* [Selected excerpt]

SwingsitlikeHogan said:



			And so - today - the day after a neo-fascist terrorist is found guilty and sentenced to life for the murder of a sitting MP for political reasons - the Daily Mail deem fit to report this on page 30.  Why?  Does the editor of the most influential newspaper in the UK seem to think that this is not important and worthy of more prominence?
		
Click to expand...

Perhaps he his soul searching.


----------



## SwingsitlikeHogan (Nov 24, 2016)

Doon frae Troon said:



			Perhaps he his soul searching.
		
Click to expand...

Perhaps - and maybe feeling embarrassed and some contrition for the views on immigration his paper extols - and hide his readers from a truth.

BTW - nothing in the main editorial comment either...


----------



## Hacker Khan (Nov 24, 2016)

SwingsitlikeHogan said:



			And so - today - the day after a neo-fascist terrorist is found guilty and sentenced to life for the murder of a sitting MP for political reasons - the Daily Mail deem fit to report this on page 30.  Why?  Does the editor of the most influential newspaper in the UK seem to think that this is not important and worthy of more prominence?
		
Click to expand...

To be fair all papers do it and do not give much prominence to stories that do not fit their political narrative.  I suppose the worrying thing is that when that story involves the murder of an elected MP for political reasons then if you deem that to be worthy of just page 30, then you really should take a look at yourself if you are calling yourself a *news*paper, as opposed to a propaganda sheet.

* [Information shown]
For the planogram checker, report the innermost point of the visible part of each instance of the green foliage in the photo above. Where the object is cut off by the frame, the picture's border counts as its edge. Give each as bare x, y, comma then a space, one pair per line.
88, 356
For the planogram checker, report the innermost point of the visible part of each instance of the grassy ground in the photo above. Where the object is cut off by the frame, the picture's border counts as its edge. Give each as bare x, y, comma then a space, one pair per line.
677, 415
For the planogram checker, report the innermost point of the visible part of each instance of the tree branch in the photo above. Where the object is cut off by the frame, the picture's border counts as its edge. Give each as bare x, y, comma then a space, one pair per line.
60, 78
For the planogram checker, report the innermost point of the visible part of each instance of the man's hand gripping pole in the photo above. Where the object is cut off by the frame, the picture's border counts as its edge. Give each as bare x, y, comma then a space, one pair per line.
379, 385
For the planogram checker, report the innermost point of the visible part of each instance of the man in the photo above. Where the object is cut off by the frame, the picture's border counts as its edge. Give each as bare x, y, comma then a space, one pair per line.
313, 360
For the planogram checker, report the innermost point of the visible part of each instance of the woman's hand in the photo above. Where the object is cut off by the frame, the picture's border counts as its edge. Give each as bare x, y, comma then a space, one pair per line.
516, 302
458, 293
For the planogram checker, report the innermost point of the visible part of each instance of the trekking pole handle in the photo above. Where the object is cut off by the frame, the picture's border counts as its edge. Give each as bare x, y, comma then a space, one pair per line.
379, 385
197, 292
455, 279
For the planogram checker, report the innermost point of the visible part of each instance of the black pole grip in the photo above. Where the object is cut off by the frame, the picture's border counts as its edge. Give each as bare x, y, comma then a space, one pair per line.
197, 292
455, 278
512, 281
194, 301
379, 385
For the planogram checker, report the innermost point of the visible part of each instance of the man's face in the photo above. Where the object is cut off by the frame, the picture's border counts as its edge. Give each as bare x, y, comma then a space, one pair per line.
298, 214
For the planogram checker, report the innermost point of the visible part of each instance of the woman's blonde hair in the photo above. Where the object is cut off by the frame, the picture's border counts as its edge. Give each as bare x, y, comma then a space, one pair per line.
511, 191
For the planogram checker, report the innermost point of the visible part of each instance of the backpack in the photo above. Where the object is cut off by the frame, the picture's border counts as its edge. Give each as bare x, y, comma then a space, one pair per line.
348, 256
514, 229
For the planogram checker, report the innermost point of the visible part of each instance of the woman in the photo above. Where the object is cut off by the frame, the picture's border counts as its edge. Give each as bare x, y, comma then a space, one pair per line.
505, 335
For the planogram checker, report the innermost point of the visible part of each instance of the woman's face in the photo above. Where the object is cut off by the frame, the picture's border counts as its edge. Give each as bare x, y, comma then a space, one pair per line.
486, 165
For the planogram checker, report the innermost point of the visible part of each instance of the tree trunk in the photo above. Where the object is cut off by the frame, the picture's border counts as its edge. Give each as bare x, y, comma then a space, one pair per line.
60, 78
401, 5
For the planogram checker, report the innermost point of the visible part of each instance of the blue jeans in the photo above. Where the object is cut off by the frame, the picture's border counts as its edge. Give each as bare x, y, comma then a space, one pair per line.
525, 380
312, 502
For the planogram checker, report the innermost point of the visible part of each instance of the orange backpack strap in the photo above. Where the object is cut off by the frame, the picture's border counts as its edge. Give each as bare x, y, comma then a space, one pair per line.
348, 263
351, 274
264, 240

* [What the task requires]
Copy everything in the forum thread from "Doon frae Troon" down to "editorial comment either...", substituting "subscribers" for "readers".

* [Reply to the exercise]
Doon frae Troon said:



			Perhaps he his soul searching.
		
Click to expand...

Perhaps - and maybe feeling embarrassed and some contrition for the views on immigration his paper extols - and hide his subscribers from a truth.

BTW - nothing in the main editorial comment either...